[What to do] The lines wanted are those from the one containing "Please identify the dark wavy" to the last line of the entries below; output them exactly, leaving out pictures.
..........
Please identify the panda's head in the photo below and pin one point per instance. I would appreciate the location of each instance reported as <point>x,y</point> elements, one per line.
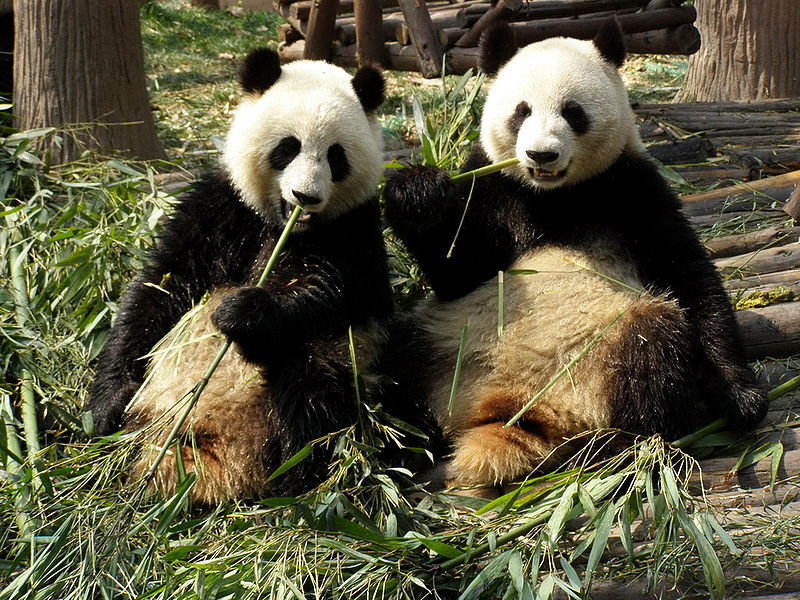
<point>305,134</point>
<point>559,106</point>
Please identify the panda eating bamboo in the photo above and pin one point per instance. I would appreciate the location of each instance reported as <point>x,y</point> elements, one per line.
<point>585,297</point>
<point>304,134</point>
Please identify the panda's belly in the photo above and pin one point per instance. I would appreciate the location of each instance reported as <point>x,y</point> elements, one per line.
<point>555,302</point>
<point>224,440</point>
<point>181,360</point>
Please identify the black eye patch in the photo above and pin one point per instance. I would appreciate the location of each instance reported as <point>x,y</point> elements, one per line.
<point>576,116</point>
<point>284,153</point>
<point>521,112</point>
<point>337,159</point>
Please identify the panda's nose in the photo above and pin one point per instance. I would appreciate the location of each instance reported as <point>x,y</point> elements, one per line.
<point>305,200</point>
<point>542,158</point>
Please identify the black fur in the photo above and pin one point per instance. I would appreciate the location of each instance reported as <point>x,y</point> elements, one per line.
<point>629,206</point>
<point>576,116</point>
<point>284,153</point>
<point>331,275</point>
<point>260,70</point>
<point>610,42</point>
<point>497,45</point>
<point>370,87</point>
<point>521,112</point>
<point>337,159</point>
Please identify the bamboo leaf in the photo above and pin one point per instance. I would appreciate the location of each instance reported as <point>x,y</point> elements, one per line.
<point>515,571</point>
<point>485,578</point>
<point>602,532</point>
<point>559,517</point>
<point>300,456</point>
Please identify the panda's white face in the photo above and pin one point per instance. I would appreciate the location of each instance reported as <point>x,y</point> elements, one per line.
<point>305,141</point>
<point>561,110</point>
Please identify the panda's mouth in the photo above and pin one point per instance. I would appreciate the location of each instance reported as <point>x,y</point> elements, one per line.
<point>288,208</point>
<point>539,174</point>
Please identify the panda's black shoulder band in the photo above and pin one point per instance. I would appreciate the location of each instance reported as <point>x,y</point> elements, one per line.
<point>497,46</point>
<point>260,70</point>
<point>369,85</point>
<point>610,42</point>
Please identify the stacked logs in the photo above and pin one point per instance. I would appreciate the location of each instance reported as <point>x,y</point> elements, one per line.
<point>758,262</point>
<point>413,35</point>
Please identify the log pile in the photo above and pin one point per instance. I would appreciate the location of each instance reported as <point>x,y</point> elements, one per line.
<point>413,35</point>
<point>761,136</point>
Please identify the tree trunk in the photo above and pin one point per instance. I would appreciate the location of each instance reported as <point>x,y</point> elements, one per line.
<point>750,50</point>
<point>81,62</point>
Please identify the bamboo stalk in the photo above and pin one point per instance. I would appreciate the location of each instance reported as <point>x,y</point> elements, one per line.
<point>487,170</point>
<point>22,314</point>
<point>201,385</point>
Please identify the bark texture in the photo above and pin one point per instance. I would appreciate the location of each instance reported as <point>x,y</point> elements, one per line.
<point>750,50</point>
<point>81,62</point>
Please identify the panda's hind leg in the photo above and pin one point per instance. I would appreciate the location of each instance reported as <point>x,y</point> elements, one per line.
<point>651,371</point>
<point>487,453</point>
<point>226,452</point>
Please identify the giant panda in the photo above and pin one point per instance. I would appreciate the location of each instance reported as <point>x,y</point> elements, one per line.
<point>304,134</point>
<point>611,312</point>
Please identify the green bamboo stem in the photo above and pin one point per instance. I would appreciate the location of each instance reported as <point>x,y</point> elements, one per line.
<point>564,370</point>
<point>22,314</point>
<point>784,388</point>
<point>691,438</point>
<point>201,385</point>
<point>511,535</point>
<point>25,524</point>
<point>487,170</point>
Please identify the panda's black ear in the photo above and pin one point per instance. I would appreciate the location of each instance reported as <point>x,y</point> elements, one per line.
<point>496,47</point>
<point>610,42</point>
<point>259,71</point>
<point>369,86</point>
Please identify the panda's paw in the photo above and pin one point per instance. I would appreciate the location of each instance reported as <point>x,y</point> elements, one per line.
<point>107,405</point>
<point>750,406</point>
<point>244,316</point>
<point>416,194</point>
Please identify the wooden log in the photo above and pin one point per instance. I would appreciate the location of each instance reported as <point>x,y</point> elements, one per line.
<point>504,10</point>
<point>303,9</point>
<point>534,31</point>
<point>741,216</point>
<point>557,10</point>
<point>772,331</point>
<point>681,40</point>
<point>719,475</point>
<point>792,207</point>
<point>768,260</point>
<point>441,20</point>
<point>756,106</point>
<point>760,293</point>
<point>321,25</point>
<point>763,138</point>
<point>288,34</point>
<point>450,35</point>
<point>774,188</point>
<point>398,58</point>
<point>703,175</point>
<point>688,150</point>
<point>423,37</point>
<point>732,245</point>
<point>346,32</point>
<point>369,33</point>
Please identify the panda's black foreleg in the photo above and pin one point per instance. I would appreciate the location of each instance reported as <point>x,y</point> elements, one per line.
<point>452,231</point>
<point>146,314</point>
<point>726,382</point>
<point>312,394</point>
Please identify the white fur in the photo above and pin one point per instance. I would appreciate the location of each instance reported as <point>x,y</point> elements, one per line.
<point>316,103</point>
<point>546,75</point>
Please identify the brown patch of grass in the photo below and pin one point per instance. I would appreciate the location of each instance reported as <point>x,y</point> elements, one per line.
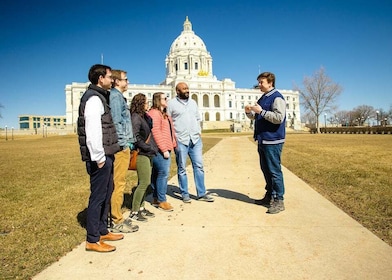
<point>352,171</point>
<point>44,191</point>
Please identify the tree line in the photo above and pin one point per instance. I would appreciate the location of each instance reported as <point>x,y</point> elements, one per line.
<point>319,96</point>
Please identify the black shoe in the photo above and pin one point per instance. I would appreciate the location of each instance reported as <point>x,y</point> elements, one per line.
<point>266,201</point>
<point>147,213</point>
<point>138,217</point>
<point>277,206</point>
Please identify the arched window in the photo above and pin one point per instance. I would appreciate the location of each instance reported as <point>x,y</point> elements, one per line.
<point>206,102</point>
<point>216,101</point>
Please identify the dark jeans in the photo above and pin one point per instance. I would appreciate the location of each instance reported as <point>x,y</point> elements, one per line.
<point>101,188</point>
<point>160,175</point>
<point>272,170</point>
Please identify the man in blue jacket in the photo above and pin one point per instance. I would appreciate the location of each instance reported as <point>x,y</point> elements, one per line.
<point>269,114</point>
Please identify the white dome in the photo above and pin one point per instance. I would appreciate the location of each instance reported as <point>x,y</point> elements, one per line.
<point>187,40</point>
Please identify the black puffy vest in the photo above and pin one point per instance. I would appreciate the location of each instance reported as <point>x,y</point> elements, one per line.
<point>109,134</point>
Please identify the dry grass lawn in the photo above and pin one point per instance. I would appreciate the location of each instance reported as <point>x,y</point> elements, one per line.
<point>44,190</point>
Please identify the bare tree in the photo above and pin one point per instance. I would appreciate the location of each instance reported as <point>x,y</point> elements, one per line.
<point>363,113</point>
<point>319,94</point>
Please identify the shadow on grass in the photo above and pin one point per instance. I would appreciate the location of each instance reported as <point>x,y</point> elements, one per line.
<point>82,218</point>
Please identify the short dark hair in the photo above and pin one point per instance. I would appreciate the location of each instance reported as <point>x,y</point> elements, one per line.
<point>269,76</point>
<point>137,104</point>
<point>96,71</point>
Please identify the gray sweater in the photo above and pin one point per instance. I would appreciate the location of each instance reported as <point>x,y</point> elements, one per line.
<point>186,120</point>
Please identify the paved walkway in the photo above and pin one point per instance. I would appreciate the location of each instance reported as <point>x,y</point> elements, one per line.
<point>233,238</point>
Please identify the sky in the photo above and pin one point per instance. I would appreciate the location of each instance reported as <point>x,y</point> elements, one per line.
<point>45,45</point>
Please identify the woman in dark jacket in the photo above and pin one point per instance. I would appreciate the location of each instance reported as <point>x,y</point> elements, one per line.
<point>142,124</point>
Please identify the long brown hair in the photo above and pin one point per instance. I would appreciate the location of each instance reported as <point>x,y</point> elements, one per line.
<point>137,104</point>
<point>156,103</point>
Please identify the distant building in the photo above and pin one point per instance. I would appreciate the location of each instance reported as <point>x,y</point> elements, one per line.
<point>35,122</point>
<point>221,104</point>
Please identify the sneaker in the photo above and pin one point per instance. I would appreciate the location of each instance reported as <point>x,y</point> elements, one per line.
<point>147,213</point>
<point>165,206</point>
<point>125,227</point>
<point>266,201</point>
<point>138,217</point>
<point>277,206</point>
<point>207,198</point>
<point>155,202</point>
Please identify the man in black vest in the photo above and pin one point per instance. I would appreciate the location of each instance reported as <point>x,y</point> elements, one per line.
<point>98,144</point>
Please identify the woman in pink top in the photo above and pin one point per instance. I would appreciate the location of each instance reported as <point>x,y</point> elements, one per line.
<point>164,136</point>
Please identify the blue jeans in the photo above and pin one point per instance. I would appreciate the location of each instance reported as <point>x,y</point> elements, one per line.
<point>160,174</point>
<point>272,170</point>
<point>195,152</point>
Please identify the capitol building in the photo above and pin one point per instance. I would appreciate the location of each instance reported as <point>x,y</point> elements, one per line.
<point>221,104</point>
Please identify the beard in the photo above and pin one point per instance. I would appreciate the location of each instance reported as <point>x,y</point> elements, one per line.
<point>183,95</point>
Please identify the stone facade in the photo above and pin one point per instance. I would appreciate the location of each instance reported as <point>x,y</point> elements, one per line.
<point>189,61</point>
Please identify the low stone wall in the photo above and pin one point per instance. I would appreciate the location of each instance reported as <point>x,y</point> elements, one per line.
<point>358,130</point>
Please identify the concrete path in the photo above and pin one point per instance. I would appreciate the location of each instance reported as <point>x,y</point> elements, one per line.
<point>233,238</point>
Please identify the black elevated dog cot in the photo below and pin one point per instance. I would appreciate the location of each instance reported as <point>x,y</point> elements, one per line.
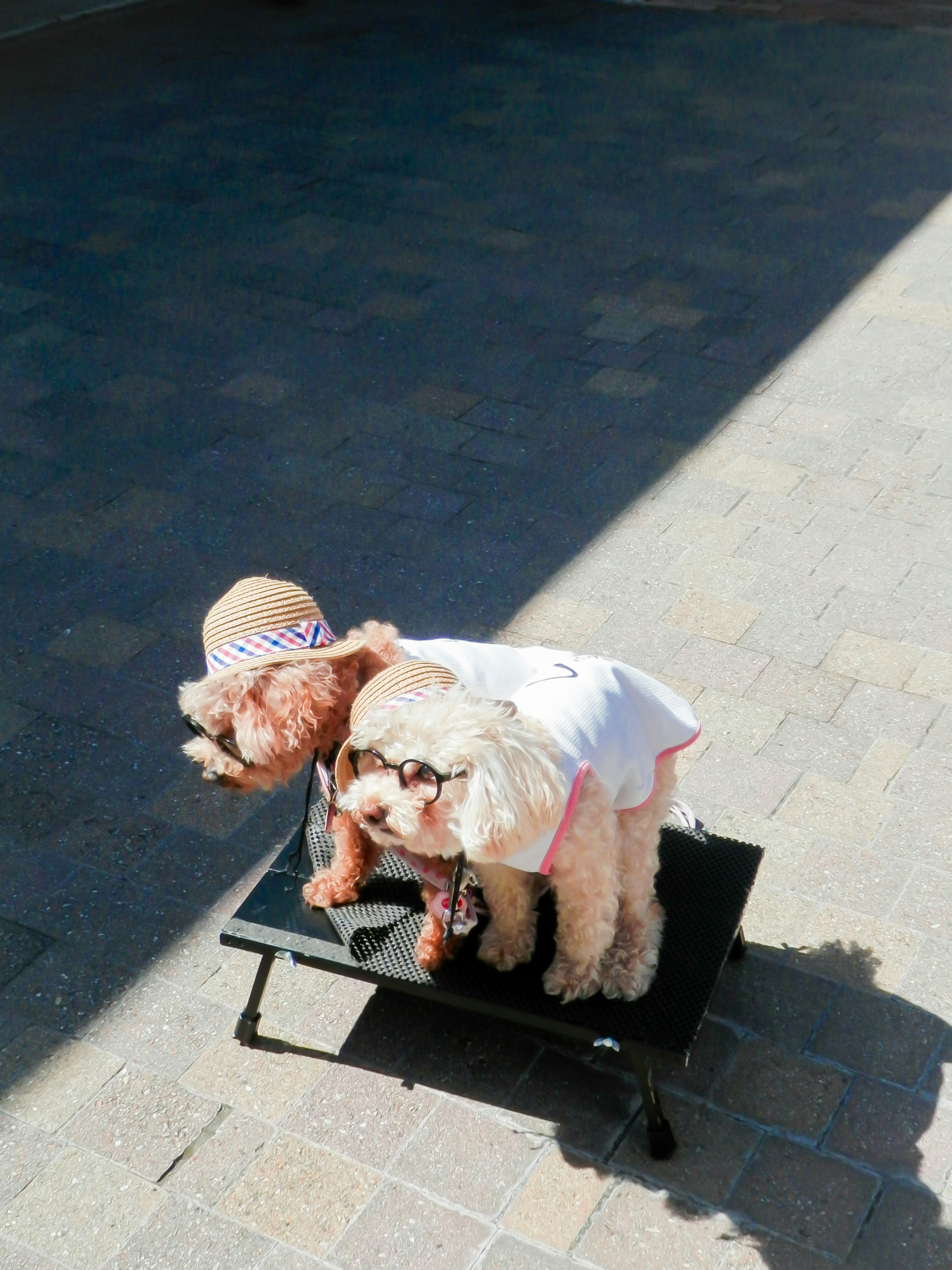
<point>704,885</point>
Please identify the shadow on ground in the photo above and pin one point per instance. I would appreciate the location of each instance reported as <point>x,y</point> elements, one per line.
<point>799,1119</point>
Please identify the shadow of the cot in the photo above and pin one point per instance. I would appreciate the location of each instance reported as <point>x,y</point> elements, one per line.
<point>803,1118</point>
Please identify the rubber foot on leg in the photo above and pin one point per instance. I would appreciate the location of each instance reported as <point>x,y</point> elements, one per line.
<point>247,1029</point>
<point>660,1141</point>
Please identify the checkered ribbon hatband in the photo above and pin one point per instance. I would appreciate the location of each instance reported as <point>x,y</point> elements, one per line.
<point>313,634</point>
<point>417,695</point>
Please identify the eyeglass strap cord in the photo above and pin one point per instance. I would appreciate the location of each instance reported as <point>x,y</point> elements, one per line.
<point>455,895</point>
<point>303,836</point>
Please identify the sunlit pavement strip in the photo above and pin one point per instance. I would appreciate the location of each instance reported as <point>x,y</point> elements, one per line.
<point>625,331</point>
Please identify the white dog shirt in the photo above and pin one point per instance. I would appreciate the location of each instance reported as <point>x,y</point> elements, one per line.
<point>603,716</point>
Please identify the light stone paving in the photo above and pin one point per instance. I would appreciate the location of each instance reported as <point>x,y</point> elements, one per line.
<point>621,331</point>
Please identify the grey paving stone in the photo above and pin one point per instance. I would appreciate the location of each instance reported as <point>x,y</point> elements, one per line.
<point>780,1004</point>
<point>208,1169</point>
<point>20,945</point>
<point>160,1027</point>
<point>66,990</point>
<point>713,1151</point>
<point>713,1049</point>
<point>141,1121</point>
<point>182,1234</point>
<point>403,1229</point>
<point>26,1152</point>
<point>362,1114</point>
<point>81,1209</point>
<point>17,1257</point>
<point>329,1189</point>
<point>657,1229</point>
<point>509,1254</point>
<point>819,747</point>
<point>581,1105</point>
<point>895,1132</point>
<point>879,1036</point>
<point>805,1197</point>
<point>894,716</point>
<point>466,1159</point>
<point>476,1060</point>
<point>787,1091</point>
<point>909,1226</point>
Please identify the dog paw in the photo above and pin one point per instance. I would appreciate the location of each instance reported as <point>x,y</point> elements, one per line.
<point>572,982</point>
<point>433,948</point>
<point>629,984</point>
<point>326,891</point>
<point>507,952</point>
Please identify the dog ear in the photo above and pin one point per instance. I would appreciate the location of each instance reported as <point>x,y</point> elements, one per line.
<point>515,791</point>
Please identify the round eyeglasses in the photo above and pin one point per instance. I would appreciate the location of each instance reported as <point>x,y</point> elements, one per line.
<point>225,743</point>
<point>412,774</point>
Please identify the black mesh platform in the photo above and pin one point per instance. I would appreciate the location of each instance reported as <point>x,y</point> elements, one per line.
<point>704,885</point>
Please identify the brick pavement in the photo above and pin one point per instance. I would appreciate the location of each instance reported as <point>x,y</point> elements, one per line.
<point>621,329</point>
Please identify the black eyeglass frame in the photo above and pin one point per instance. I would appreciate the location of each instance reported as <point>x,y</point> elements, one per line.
<point>225,743</point>
<point>441,778</point>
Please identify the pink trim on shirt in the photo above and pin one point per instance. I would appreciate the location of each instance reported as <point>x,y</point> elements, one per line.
<point>546,867</point>
<point>672,750</point>
<point>564,825</point>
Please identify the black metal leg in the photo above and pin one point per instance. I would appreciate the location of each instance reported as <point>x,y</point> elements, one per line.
<point>660,1139</point>
<point>247,1027</point>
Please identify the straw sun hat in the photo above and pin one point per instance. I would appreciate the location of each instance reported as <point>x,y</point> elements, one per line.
<point>263,622</point>
<point>407,681</point>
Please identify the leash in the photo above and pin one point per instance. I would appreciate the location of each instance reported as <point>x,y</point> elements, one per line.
<point>327,783</point>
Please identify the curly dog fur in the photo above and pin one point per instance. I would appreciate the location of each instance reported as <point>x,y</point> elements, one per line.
<point>610,921</point>
<point>278,716</point>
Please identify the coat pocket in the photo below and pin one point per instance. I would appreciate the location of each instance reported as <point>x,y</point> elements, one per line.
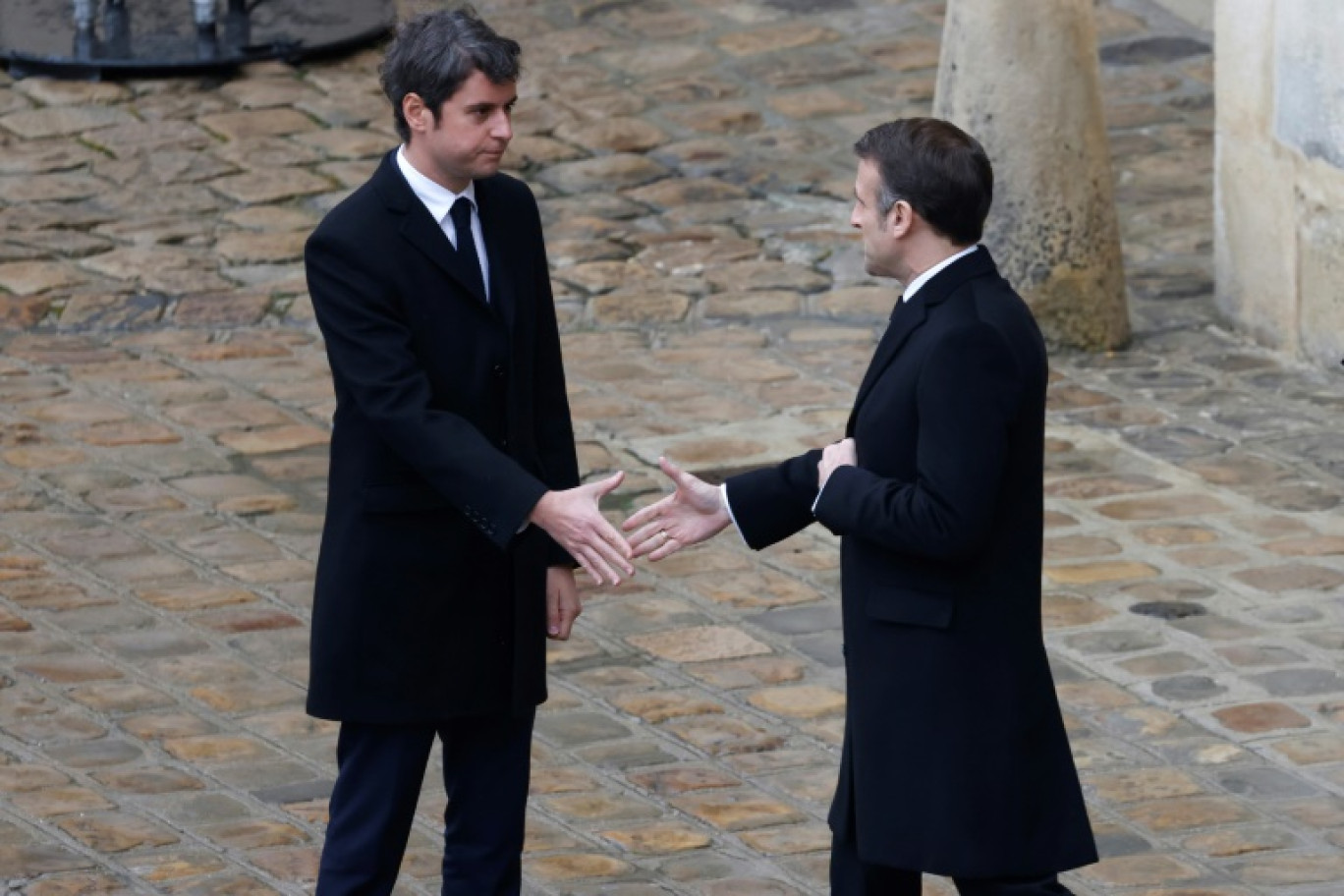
<point>909,607</point>
<point>401,497</point>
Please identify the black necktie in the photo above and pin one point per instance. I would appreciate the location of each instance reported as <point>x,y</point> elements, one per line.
<point>471,262</point>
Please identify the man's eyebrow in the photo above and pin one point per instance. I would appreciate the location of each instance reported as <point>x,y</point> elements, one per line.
<point>492,105</point>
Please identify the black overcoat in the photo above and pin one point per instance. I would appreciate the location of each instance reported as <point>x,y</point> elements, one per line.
<point>450,423</point>
<point>954,757</point>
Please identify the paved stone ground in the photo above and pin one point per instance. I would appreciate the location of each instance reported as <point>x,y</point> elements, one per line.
<point>164,414</point>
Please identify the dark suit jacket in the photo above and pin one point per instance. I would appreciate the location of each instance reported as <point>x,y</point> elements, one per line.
<point>954,759</point>
<point>450,423</point>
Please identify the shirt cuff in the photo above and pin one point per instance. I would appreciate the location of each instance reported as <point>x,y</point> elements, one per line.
<point>817,500</point>
<point>723,498</point>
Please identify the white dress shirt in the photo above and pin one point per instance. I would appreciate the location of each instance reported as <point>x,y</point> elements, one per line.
<point>905,297</point>
<point>438,200</point>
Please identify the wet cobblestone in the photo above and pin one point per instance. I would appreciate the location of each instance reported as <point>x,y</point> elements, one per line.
<point>164,410</point>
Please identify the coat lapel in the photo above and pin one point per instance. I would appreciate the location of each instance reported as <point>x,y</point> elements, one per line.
<point>905,320</point>
<point>909,316</point>
<point>419,227</point>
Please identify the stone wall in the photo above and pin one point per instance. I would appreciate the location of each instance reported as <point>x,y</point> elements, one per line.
<point>1280,172</point>
<point>1198,12</point>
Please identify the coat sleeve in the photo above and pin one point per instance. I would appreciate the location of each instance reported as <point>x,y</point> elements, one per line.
<point>967,399</point>
<point>554,426</point>
<point>368,344</point>
<point>774,503</point>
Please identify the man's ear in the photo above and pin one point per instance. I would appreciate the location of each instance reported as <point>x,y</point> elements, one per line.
<point>901,218</point>
<point>419,116</point>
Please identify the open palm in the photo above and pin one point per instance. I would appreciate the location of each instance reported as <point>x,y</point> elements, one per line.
<point>693,513</point>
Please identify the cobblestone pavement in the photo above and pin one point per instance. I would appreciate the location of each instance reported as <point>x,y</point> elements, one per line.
<point>164,416</point>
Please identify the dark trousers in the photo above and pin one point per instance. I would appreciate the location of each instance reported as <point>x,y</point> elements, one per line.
<point>486,763</point>
<point>851,876</point>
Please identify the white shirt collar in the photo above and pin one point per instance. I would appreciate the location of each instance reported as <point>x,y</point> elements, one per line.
<point>928,274</point>
<point>437,197</point>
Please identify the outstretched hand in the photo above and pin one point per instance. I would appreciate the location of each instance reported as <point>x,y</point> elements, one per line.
<point>693,513</point>
<point>574,520</point>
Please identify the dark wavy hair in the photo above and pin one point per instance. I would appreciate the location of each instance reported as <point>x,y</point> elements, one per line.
<point>935,167</point>
<point>435,53</point>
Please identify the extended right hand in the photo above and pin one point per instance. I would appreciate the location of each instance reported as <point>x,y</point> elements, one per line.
<point>574,520</point>
<point>689,516</point>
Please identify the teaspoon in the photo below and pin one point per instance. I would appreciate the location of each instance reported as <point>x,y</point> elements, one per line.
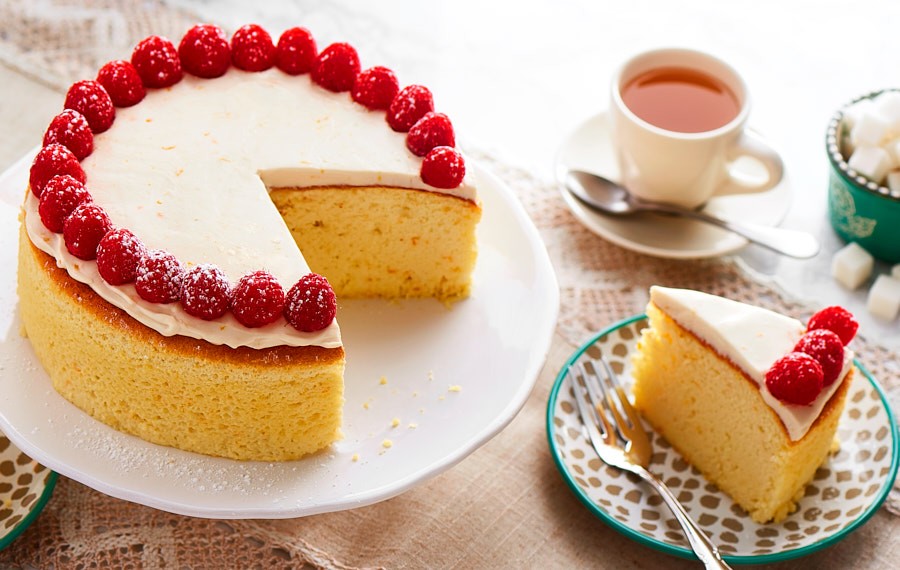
<point>608,197</point>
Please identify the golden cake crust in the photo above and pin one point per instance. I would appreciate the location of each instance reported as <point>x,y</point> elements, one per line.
..........
[Answer to the exercise]
Please identify the dark wavy hair in the photo above and pin one point per instance. I would appreciate the location of each instance reported as <point>x,y</point> elements, one per line.
<point>935,167</point>
<point>435,53</point>
Please identify the extended right hand in the photo above and pin one point per instance. I would appreciate the location of each instance reported as <point>x,y</point> elements, one per line.
<point>574,520</point>
<point>689,516</point>
Please identify the teaspoon in the photo below and pin one point per instance. I would appreciate the location of each instance reported as <point>x,y</point> elements, one per line.
<point>608,197</point>
Please identify the golden cake crust in the photo above and pin one point per instance. I would appreciate the location of each instance reported as <point>x,y</point> elements, one per line.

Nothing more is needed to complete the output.